Iterate over the element \(l_k\) of the large \(k\)-itemsets \(L_{k}\) (\(k \ge 2\)) given by Apriori.

Line 2 -:

To generate all possible consequent with more than one item, compute proper subsets \(\_s_k\) of \(l_k\), where \(\emptyset \not \in \_s_k\). As an example, let \(l_3\) be \(\{1,2,3\}\). The subsets function outputs \(\{\{1\}, \{2\}, \{3\}, \{1,2\}, \{1,3\}, \{2,3\}\}\).

Line 3 -:

Iterate over the antecedent \(b_k\ne \emptyset \).

Line 4 -:

The consequent \(h_k\) is computed by a complement of \(b_k\) in \(l_k\).

Lines 5 and 6 -:

Compute the confidence if supports of both \(b_k\) and \(h_k\) are at least more than \(t_{sup}\).

Line 7 -:

CompMeasure function computes the proposed measures for a association rule. This pseudocode presents the measure using t-norm. The measure satisfying specified threshold values is computed.

Collected data
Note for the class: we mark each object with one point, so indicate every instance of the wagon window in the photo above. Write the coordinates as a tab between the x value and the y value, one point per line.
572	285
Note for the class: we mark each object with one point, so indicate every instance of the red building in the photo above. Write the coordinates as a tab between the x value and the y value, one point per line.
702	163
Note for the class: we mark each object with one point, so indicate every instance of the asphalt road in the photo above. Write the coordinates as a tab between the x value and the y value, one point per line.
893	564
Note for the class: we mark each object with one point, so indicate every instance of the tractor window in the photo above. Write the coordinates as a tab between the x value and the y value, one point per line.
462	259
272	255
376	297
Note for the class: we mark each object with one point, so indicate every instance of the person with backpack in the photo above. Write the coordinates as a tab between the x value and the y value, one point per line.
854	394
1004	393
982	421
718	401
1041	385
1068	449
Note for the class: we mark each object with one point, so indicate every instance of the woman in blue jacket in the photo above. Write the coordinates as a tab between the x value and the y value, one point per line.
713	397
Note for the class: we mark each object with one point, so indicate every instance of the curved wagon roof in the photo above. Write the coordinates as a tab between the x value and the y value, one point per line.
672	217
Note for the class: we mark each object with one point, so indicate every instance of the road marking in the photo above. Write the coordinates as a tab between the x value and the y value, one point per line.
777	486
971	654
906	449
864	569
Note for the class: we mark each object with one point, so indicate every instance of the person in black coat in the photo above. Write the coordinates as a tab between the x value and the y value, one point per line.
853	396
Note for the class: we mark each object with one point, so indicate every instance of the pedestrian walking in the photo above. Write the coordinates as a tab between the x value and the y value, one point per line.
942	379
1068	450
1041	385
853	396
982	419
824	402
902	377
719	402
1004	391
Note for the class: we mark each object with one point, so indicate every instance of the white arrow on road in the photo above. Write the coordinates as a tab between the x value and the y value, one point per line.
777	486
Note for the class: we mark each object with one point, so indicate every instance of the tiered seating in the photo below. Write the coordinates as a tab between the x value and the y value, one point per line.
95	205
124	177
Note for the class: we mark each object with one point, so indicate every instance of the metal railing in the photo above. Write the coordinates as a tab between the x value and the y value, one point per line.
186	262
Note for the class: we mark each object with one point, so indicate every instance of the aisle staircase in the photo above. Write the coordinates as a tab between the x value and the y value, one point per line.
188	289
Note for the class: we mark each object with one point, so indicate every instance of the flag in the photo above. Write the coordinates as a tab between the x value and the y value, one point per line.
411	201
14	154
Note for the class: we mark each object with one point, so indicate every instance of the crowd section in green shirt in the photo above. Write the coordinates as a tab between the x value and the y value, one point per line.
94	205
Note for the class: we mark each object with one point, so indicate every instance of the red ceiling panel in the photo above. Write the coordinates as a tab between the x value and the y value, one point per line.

» **EXERCISE TASKS**
A: In the pseudocode walkthrough, rewrite the paragraph beginning "To generate all possible consequent" as a short list that keeps its main facts.
B: Edit the stretch of the pseudocode walkthrough from "Compute the confidence" through "values is computed.", replacing "confidence" with "lift".

» **RESULTS IN ORDER**
A:
- To generate every possible consequent with more than one item, compute the proper subsets \(\_s_k\) of \(l_k\), with \(\emptyset \not \in \_s_k\).
- Example: for \(l_3 = \{1,2,3\}\), the subsets function outputs \(\{\{1\}, \{2\}, \{3\}, \{1,2\}, \{1,3\}, \{2,3\}\}\).

B:
Compute the lift if supports of both \(b_k\) and \(h_k\) are at least more than \(t_{sup}\).

Line 7 -:

CompMeasure function computes the proposed measures for a association rule. This pseudocode presents the measure using t-norm. The measure satisfying specified threshold values is computed.